- **TEKS BACAAN**:
== == ==

Surabaya, Nawacita – Pasien Covid-19 yang terpapar di Jawa Timur (Jatim) kian hari bertambah jumlahnya. Sampai pada Sabtu 2 Mei 2020 pasien terkonfirmasi menyentuh angka 1.030 orang. Hal ini diperparah oleh klaster baru yang muncul di PT. H.M Sampoerna beberapa hari lalu.
Jazuli selaku Sekjend DPW Federasi Serikat Pekerja Metal Indonesia (FSPMI) Jatim, mengaku sudah mengingatkan Pemprov agar menutup kawasan industri sejak kasus Covid-19 baru muncul di Indonesia. Pasalnya kawasan-kawasan industri itu padat oleh pekerja. Sehingga untuk menghindari penyebaran Covid-19 dilingkungan pekerja industri lebih baik kawasan tersebut ditutup sementara.
“Awal-awal kejadian sudah kita sampaikan kepada pemerintah. Supaya kawasan di industri yang padat segera dilakukan penutupan. Agar menghindari hal-hal seperti ini (penyebaran Covid-19, red),” ujarnya pada 1 Mei 2020.
Lanjutnya, Ia juga menilai penerapan Pembatasan Sosial Berskala Besar (PSBB) tidak maksimal. Apalagi PSBB terkesan hanya membatasi jalan raya saja. Sedangkan di pabrik-pabrik tetap dibiarkan orang-orang bergerombol.
“Engga jelas. Saya rasa pemerintah harus evaluasi diri dan benar-benar memahami kondisi seperti ini,” tukasnya.
Sementara itu, Habibus Shalihin selaku koordinator bidang Buruh dan Miskin Kota Lembaga Bantuan Hukum Surabaya (LBH) menilai Pemerintah Daerah (Pemda) lalai dalam melindungi buruh. Ia bersama aliansi Gerakan Tolak Omnibus Law (Getol) mengaku juga sudah memperingatkan Pemprov Jatim terkait hal itu.

== == ==

- **DATA YANG DISEDIAKAN**:
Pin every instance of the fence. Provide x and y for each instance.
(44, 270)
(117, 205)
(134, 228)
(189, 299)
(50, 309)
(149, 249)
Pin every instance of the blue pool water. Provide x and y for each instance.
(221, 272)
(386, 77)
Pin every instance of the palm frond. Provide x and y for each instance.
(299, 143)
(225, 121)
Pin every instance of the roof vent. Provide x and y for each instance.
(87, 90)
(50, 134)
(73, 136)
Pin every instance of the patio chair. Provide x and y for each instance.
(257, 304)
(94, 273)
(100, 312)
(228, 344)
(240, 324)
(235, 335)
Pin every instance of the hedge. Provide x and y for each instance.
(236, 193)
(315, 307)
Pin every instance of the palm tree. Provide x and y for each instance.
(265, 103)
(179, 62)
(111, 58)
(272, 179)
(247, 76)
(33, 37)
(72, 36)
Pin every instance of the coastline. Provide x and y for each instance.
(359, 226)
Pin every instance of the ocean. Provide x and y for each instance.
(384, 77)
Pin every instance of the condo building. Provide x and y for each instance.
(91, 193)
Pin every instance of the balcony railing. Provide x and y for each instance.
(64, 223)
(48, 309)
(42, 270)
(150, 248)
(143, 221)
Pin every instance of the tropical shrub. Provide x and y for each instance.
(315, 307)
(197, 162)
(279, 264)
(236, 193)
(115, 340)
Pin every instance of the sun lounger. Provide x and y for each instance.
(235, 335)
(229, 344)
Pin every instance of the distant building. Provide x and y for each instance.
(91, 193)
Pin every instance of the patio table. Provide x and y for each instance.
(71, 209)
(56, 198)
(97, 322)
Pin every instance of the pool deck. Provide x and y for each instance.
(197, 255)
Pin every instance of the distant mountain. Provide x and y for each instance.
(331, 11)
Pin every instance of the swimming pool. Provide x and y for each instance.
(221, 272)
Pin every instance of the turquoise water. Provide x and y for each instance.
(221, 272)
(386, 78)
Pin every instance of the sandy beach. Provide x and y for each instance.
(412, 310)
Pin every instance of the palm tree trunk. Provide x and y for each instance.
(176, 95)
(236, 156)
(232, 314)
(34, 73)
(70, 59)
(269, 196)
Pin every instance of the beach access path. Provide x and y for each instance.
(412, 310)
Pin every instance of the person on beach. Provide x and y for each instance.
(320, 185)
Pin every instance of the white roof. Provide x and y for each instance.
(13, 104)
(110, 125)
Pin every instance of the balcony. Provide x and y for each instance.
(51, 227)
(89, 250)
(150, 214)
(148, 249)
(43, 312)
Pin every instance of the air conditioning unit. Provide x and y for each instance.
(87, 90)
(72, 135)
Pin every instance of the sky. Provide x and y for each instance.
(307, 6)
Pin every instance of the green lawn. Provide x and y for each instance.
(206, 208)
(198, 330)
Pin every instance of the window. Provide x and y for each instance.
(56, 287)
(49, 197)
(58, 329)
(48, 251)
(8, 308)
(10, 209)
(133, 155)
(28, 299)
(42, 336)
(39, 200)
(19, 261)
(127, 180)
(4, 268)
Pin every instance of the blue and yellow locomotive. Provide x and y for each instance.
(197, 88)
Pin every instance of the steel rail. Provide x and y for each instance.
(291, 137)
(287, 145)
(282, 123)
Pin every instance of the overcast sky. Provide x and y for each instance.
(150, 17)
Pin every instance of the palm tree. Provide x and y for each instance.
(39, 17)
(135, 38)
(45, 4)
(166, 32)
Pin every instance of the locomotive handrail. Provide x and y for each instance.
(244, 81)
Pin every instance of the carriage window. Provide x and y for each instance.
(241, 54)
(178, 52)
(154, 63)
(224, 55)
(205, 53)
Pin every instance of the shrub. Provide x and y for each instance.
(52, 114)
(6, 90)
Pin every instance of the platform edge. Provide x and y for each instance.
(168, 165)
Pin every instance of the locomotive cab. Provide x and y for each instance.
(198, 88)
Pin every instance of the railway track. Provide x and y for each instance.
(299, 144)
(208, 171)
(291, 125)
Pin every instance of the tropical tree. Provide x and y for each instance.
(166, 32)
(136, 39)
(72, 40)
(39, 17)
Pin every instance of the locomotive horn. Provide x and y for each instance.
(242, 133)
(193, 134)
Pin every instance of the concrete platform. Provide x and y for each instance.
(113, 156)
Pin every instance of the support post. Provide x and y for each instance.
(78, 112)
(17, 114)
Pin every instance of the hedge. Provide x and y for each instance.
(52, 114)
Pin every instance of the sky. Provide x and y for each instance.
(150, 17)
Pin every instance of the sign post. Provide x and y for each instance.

== == ==

- **SOAL LATIHAN**:
Berdasarkan teks bacaan, jelaskan dalam satu sampai tiga kalimat alasan Jazuli meminta Pemprov menutup sementara kawasan industri. Kerjakan hanya dengan berpedoman pada teks bacaan.

- **JAWABAN SOAL**:
Jazuli meminta penutupan itu karena kawasan-kawasan industri padat oleh pekerja. Dengan menutupnya untuk sementara, penyebaran Covid-19 di lingkungan pekerja industri dapat dihindari.